# What you should do
Word for word, restate every record, though not the pictures.

[[ Data for the task, beginning ]]

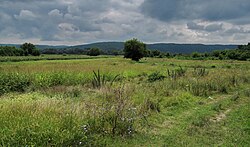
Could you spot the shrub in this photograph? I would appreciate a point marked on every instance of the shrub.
(155, 76)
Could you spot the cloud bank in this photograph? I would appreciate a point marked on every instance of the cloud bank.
(72, 22)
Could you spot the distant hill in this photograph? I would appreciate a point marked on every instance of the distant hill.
(188, 48)
(164, 47)
(107, 46)
(38, 46)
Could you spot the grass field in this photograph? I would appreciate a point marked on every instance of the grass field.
(154, 102)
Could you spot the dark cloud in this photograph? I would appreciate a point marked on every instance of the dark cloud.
(83, 21)
(209, 28)
(212, 10)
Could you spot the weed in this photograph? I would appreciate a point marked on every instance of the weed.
(100, 80)
(200, 72)
(179, 72)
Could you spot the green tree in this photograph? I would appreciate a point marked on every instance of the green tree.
(134, 49)
(94, 52)
(29, 49)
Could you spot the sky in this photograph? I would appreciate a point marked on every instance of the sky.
(73, 22)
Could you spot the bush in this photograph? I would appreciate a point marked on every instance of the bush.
(156, 76)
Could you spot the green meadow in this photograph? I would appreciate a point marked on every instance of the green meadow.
(112, 101)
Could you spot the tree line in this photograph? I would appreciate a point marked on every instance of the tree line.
(133, 49)
(25, 49)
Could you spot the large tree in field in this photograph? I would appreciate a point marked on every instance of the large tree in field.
(30, 49)
(134, 49)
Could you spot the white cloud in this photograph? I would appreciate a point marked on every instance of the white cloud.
(26, 15)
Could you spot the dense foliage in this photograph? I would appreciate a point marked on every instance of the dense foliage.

[[ Data for the task, end ]]

# Task result
Could you spot the shrub in this photograph? I would appreciate a point marked on every instance of the shrub.
(155, 76)
Could you spot the cloud bank in this photograph? I would appreciate a point marked on every instance of the cloud bank.
(72, 22)
Could you spot the distant hill in this photograph? I would appreciate a point marked on every instance of the distant hill.
(188, 48)
(164, 47)
(107, 46)
(38, 46)
Could you spot the grass field in this photograph? I would appreciate a point marked on every instance of the grass field.
(154, 102)
Could you spot the dark cloud in this photograph? I would appreciate a point marked on every instance of the dark cloud.
(83, 21)
(209, 28)
(212, 10)
Could you spot the weed in this photograph? I would appreciate a point marked on every instance of the weed.
(100, 80)
(200, 72)
(179, 72)
Could you spot the green tree in this photograph? I would appreciate a point marked on every instance of the green tree.
(134, 49)
(94, 52)
(29, 49)
Could you spot the sky in this photograph? I would appreciate a point marked on every instance of the sky.
(73, 22)
Could you spot the bush in this photograph? I would appreciate a point marked on every instance of the bush.
(156, 76)
Could you spot the green meadow in this photograph? I would appreciate a point marked on every instance of the green meadow.
(112, 101)
Could you spot the tree line in this photograph? I would appreciate a point marked on every instance of the tree line.
(133, 49)
(25, 49)
Could you spot the large tree in field in this photograph? I would appreciate a point marked on every instance of the large tree in field.
(30, 49)
(134, 49)
Could you spot the white cloud in this photograph? I would appreciate a point marked on every instance of the white cloud.
(26, 15)
Could you spot the dense foliage in this photograph? I would appreciate a point marked on every instance of the dense foliage.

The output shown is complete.